**PROVIDED MATERIAL**.
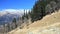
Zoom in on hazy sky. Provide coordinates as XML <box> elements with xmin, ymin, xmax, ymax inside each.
<box><xmin>0</xmin><ymin>0</ymin><xmax>36</xmax><ymax>10</ymax></box>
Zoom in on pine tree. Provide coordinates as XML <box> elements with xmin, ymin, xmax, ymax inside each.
<box><xmin>12</xmin><ymin>18</ymin><xmax>17</xmax><ymax>28</ymax></box>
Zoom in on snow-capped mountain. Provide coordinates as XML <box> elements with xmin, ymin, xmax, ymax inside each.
<box><xmin>0</xmin><ymin>9</ymin><xmax>29</xmax><ymax>24</ymax></box>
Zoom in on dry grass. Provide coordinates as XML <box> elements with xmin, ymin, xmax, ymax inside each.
<box><xmin>8</xmin><ymin>10</ymin><xmax>60</xmax><ymax>34</ymax></box>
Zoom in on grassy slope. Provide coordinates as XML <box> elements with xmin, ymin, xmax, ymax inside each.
<box><xmin>9</xmin><ymin>11</ymin><xmax>60</xmax><ymax>34</ymax></box>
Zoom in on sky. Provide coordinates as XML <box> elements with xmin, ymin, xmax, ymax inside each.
<box><xmin>0</xmin><ymin>0</ymin><xmax>36</xmax><ymax>10</ymax></box>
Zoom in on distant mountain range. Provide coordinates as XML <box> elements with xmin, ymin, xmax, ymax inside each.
<box><xmin>0</xmin><ymin>9</ymin><xmax>28</xmax><ymax>25</ymax></box>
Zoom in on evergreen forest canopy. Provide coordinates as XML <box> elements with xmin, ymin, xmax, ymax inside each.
<box><xmin>22</xmin><ymin>0</ymin><xmax>60</xmax><ymax>22</ymax></box>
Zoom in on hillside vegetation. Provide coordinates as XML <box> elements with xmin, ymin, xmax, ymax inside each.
<box><xmin>8</xmin><ymin>10</ymin><xmax>60</xmax><ymax>34</ymax></box>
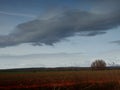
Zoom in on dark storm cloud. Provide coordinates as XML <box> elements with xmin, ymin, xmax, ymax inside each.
<box><xmin>0</xmin><ymin>0</ymin><xmax>120</xmax><ymax>47</ymax></box>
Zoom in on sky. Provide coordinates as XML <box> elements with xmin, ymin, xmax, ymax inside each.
<box><xmin>0</xmin><ymin>0</ymin><xmax>120</xmax><ymax>69</ymax></box>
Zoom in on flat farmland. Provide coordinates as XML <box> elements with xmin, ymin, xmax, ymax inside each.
<box><xmin>0</xmin><ymin>70</ymin><xmax>120</xmax><ymax>90</ymax></box>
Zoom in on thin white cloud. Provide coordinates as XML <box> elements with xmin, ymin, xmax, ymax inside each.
<box><xmin>0</xmin><ymin>11</ymin><xmax>36</xmax><ymax>18</ymax></box>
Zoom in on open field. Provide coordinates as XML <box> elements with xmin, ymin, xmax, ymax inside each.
<box><xmin>0</xmin><ymin>69</ymin><xmax>120</xmax><ymax>90</ymax></box>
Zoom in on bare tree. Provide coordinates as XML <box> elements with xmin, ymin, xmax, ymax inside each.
<box><xmin>91</xmin><ymin>59</ymin><xmax>106</xmax><ymax>70</ymax></box>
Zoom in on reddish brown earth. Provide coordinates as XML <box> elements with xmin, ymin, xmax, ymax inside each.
<box><xmin>0</xmin><ymin>70</ymin><xmax>120</xmax><ymax>90</ymax></box>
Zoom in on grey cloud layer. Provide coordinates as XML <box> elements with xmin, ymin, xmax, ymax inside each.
<box><xmin>0</xmin><ymin>0</ymin><xmax>120</xmax><ymax>47</ymax></box>
<box><xmin>111</xmin><ymin>40</ymin><xmax>120</xmax><ymax>45</ymax></box>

**REQUEST**. Can you copy out, unchanged, every line from the one containing "Zoom in on grey" through the last line of the rows, with both of those lines included?

**TASK SOLUTION**.
Zoom in on grey cloud layer. Provide coordinates as XML <box> elements with xmin, ymin, xmax, ymax inside each.
<box><xmin>0</xmin><ymin>0</ymin><xmax>120</xmax><ymax>47</ymax></box>
<box><xmin>111</xmin><ymin>40</ymin><xmax>120</xmax><ymax>45</ymax></box>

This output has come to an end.